Material for this task section start
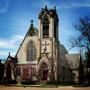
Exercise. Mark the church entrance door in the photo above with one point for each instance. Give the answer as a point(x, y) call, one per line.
point(8, 72)
point(45, 74)
point(44, 71)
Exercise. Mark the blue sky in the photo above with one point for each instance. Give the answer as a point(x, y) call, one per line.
point(15, 16)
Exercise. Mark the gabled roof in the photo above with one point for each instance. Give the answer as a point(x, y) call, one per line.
point(73, 60)
point(11, 59)
point(50, 12)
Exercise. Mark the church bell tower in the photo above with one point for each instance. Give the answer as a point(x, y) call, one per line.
point(48, 38)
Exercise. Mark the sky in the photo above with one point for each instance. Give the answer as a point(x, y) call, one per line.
point(15, 16)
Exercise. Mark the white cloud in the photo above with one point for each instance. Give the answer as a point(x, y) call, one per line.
point(10, 45)
point(4, 5)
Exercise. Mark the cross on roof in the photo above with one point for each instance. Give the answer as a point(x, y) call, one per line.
point(31, 21)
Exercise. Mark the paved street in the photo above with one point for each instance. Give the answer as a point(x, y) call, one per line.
point(39, 88)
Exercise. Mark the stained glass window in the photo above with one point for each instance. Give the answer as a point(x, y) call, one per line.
point(31, 51)
point(45, 27)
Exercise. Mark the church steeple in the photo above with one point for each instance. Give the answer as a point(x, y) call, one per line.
point(48, 23)
point(32, 30)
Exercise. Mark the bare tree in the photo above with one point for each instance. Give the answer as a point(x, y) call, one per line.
point(83, 40)
point(83, 26)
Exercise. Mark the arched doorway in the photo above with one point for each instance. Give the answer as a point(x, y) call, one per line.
point(43, 71)
point(8, 72)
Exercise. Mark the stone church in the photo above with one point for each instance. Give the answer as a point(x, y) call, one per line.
point(41, 56)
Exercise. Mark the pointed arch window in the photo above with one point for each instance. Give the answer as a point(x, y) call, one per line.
point(45, 27)
point(31, 51)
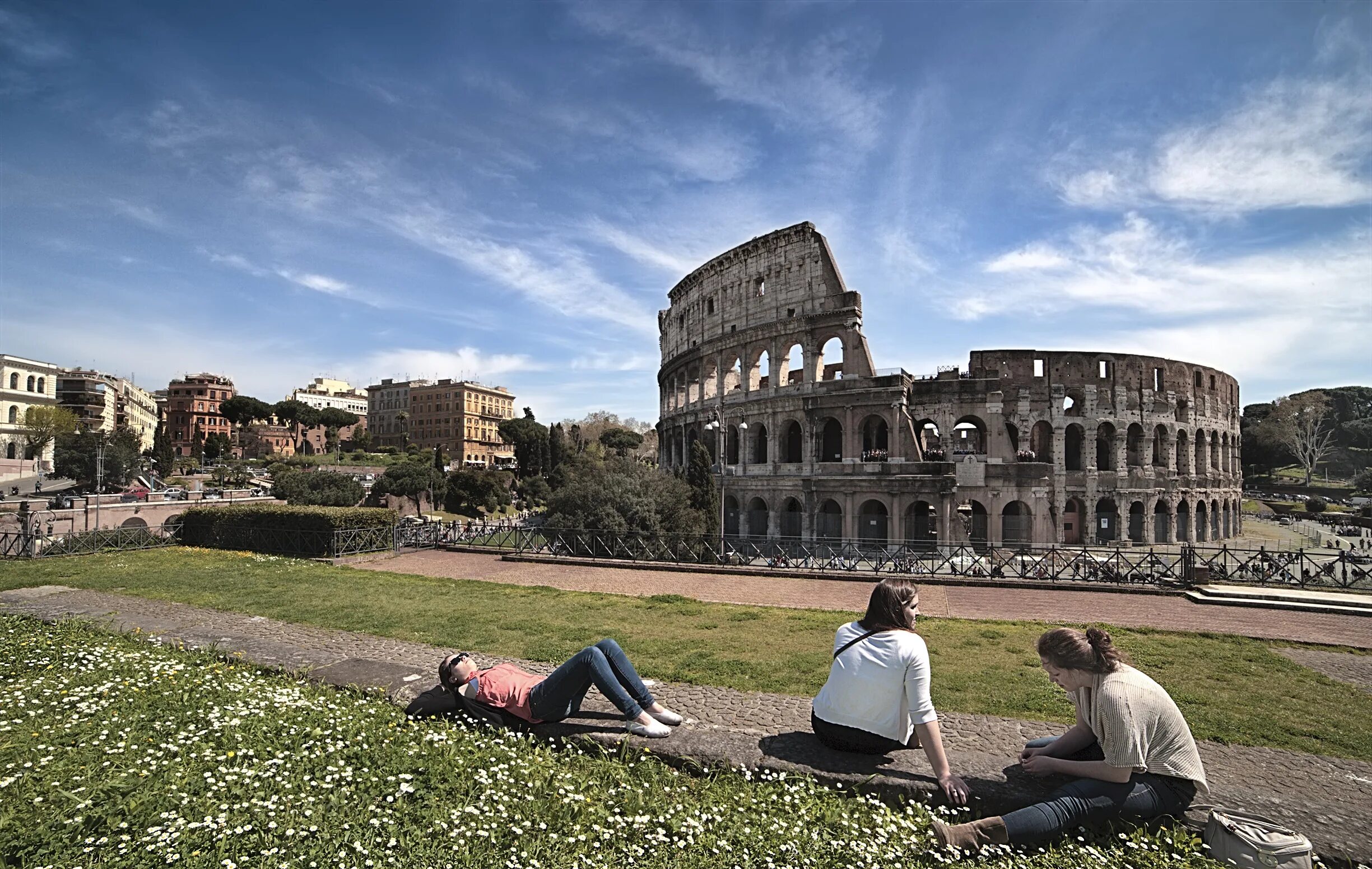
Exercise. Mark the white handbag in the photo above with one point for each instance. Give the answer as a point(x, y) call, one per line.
point(1254, 842)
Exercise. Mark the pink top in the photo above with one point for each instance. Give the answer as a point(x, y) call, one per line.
point(506, 687)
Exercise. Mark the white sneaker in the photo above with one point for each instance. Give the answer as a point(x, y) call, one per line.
point(648, 731)
point(667, 717)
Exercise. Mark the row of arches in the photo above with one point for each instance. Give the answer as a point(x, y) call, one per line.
point(751, 371)
point(34, 384)
point(1198, 521)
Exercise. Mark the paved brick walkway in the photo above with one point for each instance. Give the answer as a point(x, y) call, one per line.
point(1327, 798)
point(1134, 610)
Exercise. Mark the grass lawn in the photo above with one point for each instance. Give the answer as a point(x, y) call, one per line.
point(120, 753)
point(1231, 689)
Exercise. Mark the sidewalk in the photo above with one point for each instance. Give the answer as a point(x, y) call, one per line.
point(1124, 609)
point(1326, 798)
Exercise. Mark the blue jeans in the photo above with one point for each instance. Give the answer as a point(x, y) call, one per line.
point(1083, 801)
point(603, 665)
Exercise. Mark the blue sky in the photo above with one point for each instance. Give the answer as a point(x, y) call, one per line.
point(508, 191)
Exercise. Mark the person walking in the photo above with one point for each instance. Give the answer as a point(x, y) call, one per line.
point(1129, 754)
point(877, 694)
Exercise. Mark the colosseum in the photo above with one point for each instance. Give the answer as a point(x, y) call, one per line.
point(766, 362)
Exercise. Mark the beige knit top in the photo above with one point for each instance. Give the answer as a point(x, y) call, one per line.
point(1139, 726)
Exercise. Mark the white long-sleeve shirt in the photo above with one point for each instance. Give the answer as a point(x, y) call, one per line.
point(880, 684)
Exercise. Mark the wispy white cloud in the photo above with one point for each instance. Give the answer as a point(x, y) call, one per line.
point(1289, 144)
point(813, 87)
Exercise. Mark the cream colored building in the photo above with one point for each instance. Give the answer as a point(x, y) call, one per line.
point(327, 393)
point(24, 384)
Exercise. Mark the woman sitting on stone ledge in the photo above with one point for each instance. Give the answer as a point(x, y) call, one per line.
point(560, 694)
point(877, 695)
point(1131, 753)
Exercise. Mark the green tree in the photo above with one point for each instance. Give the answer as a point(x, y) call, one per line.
point(43, 424)
point(530, 439)
point(475, 491)
point(704, 495)
point(164, 455)
point(322, 488)
point(412, 480)
point(621, 441)
point(622, 495)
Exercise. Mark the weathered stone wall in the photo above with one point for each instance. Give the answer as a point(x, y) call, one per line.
point(766, 363)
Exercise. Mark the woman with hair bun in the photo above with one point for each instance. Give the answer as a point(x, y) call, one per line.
point(1131, 753)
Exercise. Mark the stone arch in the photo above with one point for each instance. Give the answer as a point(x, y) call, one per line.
point(1160, 446)
point(731, 516)
point(1105, 447)
point(972, 513)
point(1073, 441)
point(1138, 534)
point(829, 365)
point(1073, 517)
point(792, 518)
point(1108, 521)
point(1016, 524)
point(759, 443)
point(792, 443)
point(758, 518)
point(1134, 445)
point(876, 439)
point(873, 521)
point(830, 441)
point(829, 521)
point(795, 366)
point(1040, 441)
point(969, 436)
point(710, 379)
point(733, 375)
point(921, 525)
point(759, 369)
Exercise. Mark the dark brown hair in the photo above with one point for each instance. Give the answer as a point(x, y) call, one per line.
point(887, 606)
point(1076, 650)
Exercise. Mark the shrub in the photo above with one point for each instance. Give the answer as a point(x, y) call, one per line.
point(289, 531)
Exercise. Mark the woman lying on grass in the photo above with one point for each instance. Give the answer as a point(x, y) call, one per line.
point(1131, 753)
point(877, 695)
point(560, 694)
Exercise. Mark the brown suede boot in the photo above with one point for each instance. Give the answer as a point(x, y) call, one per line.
point(972, 837)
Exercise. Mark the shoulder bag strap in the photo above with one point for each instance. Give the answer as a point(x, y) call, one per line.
point(854, 642)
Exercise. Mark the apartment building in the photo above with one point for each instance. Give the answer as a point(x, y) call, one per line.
point(194, 409)
point(386, 402)
point(463, 417)
point(24, 384)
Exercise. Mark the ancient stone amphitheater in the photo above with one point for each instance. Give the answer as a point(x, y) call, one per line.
point(765, 361)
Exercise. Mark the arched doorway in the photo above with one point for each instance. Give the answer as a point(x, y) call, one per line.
point(758, 520)
point(790, 450)
point(921, 525)
point(790, 518)
point(1136, 534)
point(872, 522)
point(1108, 521)
point(832, 442)
point(731, 516)
point(1073, 517)
point(1016, 524)
point(829, 521)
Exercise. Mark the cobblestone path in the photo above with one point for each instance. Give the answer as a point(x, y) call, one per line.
point(1132, 610)
point(1327, 798)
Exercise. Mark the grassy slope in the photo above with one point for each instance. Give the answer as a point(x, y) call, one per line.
point(1231, 689)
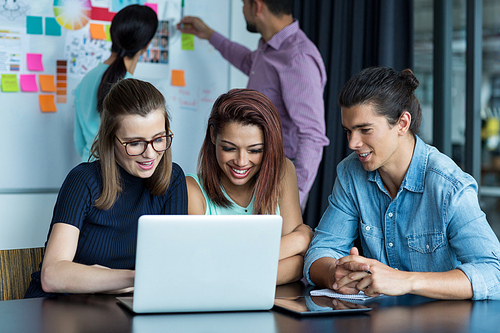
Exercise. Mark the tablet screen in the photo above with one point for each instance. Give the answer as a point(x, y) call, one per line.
point(318, 305)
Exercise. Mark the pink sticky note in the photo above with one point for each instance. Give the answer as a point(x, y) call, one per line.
point(34, 61)
point(153, 6)
point(28, 82)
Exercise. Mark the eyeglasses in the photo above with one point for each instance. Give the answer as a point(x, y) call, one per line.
point(159, 144)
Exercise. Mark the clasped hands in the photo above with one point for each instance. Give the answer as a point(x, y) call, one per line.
point(354, 273)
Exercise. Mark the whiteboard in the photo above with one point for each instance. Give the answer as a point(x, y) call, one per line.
point(38, 147)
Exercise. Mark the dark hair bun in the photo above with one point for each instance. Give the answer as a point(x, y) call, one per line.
point(410, 80)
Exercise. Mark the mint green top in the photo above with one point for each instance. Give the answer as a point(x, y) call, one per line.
point(235, 209)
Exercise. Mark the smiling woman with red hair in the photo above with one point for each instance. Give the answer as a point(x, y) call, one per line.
point(242, 169)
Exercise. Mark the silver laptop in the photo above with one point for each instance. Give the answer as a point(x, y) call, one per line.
point(193, 263)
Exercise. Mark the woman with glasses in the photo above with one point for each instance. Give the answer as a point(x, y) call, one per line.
point(132, 29)
point(92, 237)
point(242, 169)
Material for this task section end
> **Exercise prompt**
What you copy out must be exactly the lines from the line containing "Exercise. Mark the dark hair" through the end of the records.

> **Result of the exercise**
Exercise. Mark the dark hair bun in the photo above with one point for each instance. Give the answer as a point(x, y) call, one per line.
point(410, 80)
Exercise. Mark the mint green top in the photo above with one point for each instance. Give the answer as a point(x, y) call, one per line.
point(235, 209)
Exercise. Mark the smiling woman with red hair in the photo above with one point for each instance. Give the answer as a point(x, y) call, one per line.
point(242, 169)
Exercise. Mark the silver laptop in the photo above with one point for each instance. Give the answer as a point(x, y) call, one per line.
point(193, 263)
Exercise. Mark the woman with glasses in the photo above with one point for each instance. Give the answer as a point(x, y) call, one per line.
point(132, 29)
point(92, 237)
point(242, 169)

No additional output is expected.